## Action item:
Report every line of the records below that includes the string "ceramic".

## Data under study:

"""

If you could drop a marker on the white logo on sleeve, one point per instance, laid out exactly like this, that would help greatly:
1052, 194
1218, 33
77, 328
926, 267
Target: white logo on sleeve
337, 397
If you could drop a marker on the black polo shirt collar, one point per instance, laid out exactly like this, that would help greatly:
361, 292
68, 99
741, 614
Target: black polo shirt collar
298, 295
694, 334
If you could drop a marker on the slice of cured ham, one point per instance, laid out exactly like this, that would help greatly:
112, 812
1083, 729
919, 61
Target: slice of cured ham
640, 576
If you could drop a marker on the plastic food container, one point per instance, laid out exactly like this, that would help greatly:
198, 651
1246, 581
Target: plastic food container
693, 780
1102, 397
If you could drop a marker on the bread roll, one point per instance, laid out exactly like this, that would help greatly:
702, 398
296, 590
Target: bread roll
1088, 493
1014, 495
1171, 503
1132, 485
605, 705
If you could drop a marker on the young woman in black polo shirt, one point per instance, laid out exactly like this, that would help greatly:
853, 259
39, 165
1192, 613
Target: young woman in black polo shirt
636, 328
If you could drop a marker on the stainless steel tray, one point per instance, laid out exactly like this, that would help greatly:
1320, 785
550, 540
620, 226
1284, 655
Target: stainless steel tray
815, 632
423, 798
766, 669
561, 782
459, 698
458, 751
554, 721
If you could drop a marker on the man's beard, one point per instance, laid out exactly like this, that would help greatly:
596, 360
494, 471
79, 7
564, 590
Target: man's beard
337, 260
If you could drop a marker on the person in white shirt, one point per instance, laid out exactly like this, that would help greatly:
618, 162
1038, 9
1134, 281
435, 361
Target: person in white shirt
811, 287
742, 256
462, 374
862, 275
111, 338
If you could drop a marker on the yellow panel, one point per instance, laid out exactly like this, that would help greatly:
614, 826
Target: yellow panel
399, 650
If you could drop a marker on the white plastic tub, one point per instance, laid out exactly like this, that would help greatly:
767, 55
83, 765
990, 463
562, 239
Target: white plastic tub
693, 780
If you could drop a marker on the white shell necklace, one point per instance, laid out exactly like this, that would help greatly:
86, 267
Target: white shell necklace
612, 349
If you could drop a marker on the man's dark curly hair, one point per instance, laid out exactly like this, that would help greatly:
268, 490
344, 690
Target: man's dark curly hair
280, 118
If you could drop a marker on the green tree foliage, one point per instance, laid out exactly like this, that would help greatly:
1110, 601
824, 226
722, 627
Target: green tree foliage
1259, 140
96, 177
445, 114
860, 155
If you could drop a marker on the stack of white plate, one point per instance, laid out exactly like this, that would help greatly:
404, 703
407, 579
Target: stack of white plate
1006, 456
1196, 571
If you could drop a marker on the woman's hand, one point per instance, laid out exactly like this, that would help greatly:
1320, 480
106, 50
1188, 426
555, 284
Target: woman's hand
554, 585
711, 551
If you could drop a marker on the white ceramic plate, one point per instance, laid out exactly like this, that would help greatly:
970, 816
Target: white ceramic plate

"""

## Written response:
If you could drop a marker on the white ceramic plate, one point per instance, laid out exactly like this, that would help greatly:
Target: white ceramic plate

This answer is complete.